### SUPPLIED DATA

···

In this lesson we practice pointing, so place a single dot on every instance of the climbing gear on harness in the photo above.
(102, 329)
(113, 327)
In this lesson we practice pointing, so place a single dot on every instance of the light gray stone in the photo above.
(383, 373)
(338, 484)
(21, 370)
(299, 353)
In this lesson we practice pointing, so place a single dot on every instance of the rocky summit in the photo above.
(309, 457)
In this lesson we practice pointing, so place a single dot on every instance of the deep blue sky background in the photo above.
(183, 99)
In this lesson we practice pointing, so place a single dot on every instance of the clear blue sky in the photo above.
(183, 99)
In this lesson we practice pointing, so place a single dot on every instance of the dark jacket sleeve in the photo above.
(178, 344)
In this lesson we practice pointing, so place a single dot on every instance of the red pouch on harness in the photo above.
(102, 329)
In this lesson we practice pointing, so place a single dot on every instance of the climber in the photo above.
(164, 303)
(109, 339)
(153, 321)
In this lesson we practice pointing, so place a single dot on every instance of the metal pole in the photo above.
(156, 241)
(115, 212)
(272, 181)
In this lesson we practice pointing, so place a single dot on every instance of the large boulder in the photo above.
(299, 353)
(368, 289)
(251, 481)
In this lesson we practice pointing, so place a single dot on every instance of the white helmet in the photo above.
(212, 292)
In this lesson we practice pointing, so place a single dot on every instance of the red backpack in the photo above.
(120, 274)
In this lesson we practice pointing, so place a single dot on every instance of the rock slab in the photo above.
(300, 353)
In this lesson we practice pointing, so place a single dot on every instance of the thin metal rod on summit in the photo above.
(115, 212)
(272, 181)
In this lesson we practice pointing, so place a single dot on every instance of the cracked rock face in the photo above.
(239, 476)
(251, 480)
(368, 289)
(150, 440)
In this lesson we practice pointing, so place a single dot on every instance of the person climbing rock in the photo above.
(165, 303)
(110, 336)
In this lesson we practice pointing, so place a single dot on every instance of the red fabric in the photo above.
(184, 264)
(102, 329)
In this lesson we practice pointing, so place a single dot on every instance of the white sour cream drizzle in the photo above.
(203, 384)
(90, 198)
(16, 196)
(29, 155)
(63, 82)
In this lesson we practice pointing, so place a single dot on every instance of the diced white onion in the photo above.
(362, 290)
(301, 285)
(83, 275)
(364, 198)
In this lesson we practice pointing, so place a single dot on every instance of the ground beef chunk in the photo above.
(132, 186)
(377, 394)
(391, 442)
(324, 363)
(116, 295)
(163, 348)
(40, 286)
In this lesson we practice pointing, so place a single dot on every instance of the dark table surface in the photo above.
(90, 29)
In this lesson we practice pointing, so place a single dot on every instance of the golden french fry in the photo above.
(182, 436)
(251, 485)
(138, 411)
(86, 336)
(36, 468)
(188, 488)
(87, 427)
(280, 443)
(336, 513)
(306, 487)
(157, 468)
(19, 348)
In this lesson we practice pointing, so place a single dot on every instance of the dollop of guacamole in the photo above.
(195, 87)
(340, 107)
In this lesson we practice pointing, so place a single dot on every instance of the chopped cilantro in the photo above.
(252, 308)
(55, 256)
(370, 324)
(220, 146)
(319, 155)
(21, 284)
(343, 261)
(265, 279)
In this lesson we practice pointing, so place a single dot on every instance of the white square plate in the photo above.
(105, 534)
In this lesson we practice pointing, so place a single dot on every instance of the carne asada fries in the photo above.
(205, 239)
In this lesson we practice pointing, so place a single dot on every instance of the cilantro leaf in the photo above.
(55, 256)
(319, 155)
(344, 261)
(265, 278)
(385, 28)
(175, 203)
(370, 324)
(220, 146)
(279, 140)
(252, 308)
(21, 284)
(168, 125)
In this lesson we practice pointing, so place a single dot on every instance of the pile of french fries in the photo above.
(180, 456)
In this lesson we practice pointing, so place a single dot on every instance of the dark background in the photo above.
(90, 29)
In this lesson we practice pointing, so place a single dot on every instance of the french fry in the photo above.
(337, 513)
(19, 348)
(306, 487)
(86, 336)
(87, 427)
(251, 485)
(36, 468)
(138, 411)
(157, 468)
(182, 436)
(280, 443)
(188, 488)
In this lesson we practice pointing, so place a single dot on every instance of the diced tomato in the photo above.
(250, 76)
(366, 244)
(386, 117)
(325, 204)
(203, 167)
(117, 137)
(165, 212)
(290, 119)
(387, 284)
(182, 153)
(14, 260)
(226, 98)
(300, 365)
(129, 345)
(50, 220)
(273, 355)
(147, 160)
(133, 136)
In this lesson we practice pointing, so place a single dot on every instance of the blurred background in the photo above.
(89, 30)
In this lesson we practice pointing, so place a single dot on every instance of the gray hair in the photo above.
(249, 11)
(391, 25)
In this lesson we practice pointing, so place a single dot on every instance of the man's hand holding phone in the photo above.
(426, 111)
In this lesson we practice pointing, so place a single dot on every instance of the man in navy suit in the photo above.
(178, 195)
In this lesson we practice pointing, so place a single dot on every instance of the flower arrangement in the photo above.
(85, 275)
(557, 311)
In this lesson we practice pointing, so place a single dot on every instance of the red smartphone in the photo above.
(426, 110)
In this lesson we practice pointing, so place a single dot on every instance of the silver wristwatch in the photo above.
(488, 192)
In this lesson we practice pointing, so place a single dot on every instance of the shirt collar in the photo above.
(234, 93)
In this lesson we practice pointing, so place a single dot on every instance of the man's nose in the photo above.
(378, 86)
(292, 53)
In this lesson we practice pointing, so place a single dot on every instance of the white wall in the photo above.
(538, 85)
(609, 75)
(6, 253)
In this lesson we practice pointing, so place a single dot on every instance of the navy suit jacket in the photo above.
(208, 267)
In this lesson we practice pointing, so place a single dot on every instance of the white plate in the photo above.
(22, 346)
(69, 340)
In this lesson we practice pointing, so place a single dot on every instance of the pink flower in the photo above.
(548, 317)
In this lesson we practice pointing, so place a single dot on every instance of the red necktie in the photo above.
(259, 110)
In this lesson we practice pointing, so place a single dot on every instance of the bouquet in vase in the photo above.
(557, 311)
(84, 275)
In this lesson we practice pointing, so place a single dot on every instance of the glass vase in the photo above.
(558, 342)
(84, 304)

···

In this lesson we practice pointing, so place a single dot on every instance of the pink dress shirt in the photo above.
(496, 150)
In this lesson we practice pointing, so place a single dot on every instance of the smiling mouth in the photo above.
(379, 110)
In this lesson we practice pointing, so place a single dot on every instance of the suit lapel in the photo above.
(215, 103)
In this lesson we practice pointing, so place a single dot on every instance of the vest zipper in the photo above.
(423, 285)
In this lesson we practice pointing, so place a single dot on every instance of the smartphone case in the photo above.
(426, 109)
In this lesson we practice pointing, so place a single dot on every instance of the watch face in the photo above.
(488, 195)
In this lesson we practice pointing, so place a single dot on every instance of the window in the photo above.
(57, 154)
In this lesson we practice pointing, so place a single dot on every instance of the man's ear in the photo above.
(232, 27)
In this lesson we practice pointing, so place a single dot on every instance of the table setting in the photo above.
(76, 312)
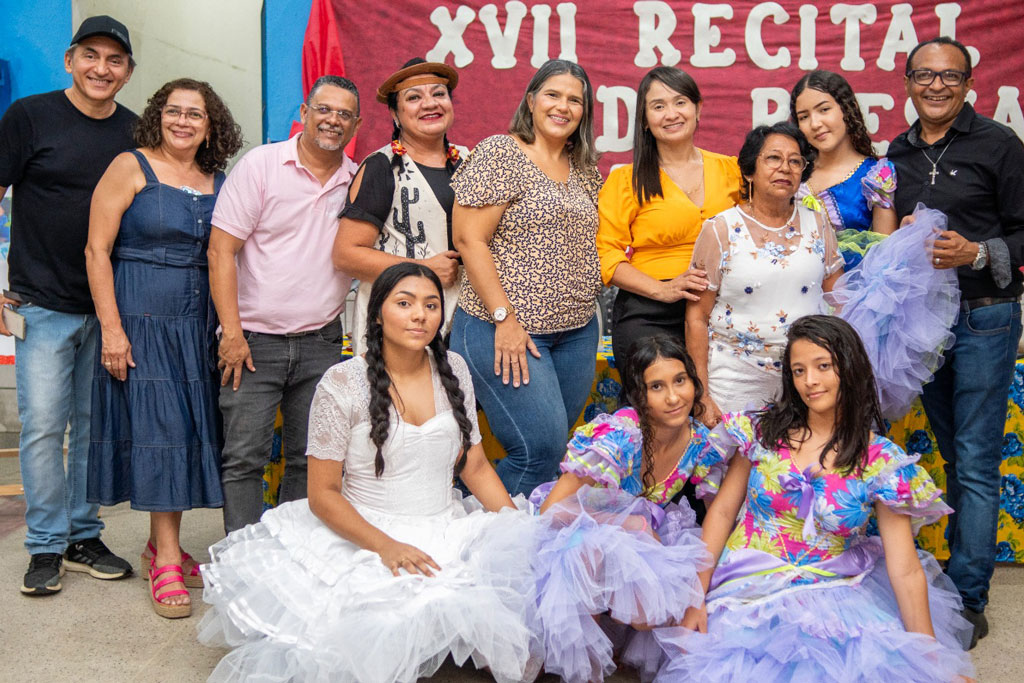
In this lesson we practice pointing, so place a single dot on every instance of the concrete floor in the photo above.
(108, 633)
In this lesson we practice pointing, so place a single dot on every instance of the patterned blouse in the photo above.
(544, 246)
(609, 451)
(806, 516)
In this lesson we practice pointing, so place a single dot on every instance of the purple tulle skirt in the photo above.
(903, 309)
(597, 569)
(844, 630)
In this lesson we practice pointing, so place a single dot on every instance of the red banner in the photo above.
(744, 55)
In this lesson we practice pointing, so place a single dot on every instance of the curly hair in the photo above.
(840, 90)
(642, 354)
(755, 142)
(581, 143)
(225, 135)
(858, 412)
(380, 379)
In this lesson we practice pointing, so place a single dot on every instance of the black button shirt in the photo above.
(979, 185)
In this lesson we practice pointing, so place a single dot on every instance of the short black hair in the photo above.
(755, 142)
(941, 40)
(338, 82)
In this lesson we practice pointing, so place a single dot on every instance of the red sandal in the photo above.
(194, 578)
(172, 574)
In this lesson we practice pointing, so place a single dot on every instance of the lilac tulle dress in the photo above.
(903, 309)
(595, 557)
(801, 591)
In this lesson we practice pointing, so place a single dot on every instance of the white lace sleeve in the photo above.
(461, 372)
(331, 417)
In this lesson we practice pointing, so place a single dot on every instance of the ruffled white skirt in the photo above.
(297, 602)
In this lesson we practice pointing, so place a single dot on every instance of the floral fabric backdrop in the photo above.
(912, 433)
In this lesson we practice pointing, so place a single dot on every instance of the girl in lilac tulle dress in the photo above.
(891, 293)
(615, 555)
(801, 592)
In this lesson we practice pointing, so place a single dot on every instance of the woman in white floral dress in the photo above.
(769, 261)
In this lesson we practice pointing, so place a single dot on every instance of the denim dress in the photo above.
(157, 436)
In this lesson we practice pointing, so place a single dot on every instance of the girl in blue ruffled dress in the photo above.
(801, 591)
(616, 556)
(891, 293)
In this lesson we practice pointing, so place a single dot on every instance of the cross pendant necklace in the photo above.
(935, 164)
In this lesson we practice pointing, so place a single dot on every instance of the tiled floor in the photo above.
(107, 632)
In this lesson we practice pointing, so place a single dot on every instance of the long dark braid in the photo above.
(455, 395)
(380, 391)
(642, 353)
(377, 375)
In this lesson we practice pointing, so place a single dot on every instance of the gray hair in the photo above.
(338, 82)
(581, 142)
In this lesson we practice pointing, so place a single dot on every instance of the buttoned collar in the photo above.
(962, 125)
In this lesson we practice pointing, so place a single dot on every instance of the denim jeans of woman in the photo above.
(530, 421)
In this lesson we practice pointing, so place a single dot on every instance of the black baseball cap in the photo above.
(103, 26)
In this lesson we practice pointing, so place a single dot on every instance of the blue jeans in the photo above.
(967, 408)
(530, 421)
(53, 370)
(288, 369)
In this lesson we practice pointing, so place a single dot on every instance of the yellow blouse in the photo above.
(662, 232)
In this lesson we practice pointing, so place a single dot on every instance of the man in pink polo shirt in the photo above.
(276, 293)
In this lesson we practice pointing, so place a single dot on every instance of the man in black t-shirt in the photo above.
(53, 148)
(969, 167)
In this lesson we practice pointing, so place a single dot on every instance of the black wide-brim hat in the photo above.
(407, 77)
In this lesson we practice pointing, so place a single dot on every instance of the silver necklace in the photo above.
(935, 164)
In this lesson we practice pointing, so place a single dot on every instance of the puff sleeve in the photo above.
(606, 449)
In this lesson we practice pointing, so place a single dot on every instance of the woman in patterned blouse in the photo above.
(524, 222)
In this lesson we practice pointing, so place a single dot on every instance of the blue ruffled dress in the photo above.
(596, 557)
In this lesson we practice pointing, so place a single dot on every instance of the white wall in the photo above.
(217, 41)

···

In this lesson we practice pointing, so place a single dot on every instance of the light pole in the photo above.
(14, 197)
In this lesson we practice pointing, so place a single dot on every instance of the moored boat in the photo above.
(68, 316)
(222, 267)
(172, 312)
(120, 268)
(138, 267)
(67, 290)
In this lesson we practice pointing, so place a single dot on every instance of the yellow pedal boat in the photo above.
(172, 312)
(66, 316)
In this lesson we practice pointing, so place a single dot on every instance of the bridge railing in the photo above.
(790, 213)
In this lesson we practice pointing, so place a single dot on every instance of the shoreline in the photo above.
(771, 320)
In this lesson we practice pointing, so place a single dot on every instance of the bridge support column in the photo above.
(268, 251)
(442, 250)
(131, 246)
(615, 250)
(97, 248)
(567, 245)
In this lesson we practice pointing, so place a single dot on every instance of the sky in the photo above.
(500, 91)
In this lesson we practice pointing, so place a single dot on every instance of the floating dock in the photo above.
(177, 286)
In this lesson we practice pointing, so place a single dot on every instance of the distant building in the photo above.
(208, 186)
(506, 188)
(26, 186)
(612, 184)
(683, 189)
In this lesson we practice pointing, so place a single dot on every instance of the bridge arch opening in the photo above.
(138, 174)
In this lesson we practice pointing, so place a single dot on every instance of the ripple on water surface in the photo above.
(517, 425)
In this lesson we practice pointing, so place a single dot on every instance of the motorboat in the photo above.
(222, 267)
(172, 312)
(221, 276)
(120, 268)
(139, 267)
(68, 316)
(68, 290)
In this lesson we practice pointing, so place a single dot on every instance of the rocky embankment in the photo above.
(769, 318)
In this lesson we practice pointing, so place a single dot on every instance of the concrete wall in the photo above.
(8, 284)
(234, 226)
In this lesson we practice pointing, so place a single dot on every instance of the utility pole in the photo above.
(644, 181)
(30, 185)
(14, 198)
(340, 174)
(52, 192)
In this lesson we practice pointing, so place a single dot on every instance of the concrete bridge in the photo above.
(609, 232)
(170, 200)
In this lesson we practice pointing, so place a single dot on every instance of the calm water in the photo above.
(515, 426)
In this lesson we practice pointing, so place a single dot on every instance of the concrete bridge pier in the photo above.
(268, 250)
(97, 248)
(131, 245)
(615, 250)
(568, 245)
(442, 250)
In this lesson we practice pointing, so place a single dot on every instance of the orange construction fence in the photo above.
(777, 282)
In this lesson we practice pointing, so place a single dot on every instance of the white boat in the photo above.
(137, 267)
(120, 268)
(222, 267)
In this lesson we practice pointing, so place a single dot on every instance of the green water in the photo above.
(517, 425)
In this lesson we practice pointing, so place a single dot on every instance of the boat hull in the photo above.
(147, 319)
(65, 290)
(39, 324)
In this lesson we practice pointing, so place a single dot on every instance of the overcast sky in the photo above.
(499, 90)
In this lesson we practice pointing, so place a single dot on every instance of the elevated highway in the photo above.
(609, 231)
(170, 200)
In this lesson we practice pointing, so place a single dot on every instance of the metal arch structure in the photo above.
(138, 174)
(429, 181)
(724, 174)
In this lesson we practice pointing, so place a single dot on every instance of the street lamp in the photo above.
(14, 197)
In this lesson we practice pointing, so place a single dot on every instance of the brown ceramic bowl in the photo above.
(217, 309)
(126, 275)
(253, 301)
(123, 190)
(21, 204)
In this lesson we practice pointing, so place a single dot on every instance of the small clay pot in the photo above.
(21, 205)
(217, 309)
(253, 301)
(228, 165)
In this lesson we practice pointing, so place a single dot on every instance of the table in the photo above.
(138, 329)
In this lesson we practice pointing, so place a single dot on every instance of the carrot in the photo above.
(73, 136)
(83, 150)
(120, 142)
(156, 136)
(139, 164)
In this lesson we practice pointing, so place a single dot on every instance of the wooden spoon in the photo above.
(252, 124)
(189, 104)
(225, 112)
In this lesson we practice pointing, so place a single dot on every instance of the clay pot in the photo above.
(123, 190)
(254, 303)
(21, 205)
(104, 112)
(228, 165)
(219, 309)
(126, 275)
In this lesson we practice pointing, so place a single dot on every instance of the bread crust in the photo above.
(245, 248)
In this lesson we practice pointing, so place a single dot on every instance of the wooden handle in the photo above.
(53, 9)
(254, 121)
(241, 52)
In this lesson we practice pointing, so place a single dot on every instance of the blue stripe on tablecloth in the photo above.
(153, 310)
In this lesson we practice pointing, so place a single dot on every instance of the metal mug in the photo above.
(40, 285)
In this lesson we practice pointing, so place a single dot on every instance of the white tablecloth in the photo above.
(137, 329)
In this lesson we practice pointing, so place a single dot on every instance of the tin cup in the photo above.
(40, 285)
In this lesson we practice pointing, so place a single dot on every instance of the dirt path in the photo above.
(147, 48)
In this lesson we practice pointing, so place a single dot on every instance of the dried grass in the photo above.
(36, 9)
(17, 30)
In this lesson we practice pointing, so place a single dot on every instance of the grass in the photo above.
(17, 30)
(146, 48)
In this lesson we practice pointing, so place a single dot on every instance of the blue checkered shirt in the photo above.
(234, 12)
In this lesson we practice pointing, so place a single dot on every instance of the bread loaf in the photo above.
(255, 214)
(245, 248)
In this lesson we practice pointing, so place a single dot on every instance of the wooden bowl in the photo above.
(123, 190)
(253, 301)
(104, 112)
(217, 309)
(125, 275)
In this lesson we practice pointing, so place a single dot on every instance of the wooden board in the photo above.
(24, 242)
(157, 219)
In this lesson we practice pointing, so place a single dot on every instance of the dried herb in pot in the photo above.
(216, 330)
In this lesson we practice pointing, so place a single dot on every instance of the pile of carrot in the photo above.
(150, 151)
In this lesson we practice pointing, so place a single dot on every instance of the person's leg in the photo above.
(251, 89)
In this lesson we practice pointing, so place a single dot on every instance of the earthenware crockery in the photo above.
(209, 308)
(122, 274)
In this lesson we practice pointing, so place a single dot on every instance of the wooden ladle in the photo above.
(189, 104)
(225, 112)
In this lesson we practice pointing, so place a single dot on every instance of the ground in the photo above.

···

### REQUIRED TASK
Update the lines from the one containing "of carrot in the photo above." to the one containing "the ground in the photo above.", replacing "wooden ladle" with "wooden spoon" and leaving everything else the same.

### THE SOLUTION
In this lesson we practice pointing, so place a single dot on every instance of the pile of carrot in the photo above.
(150, 151)
In this lesson we practice pointing, so place a single dot on every instance of the person's leg in the photo above.
(251, 89)
In this lesson we practice pointing, so place a single dot on every instance of the earthenware crockery in the photo above.
(209, 308)
(122, 274)
In this lesson we practice pointing, so place a single dot on every instance of the wooden spoon in the photo above.
(189, 104)
(225, 112)
In this lesson we practice pointing, so place a single dot on every instance of the ground in the photo above.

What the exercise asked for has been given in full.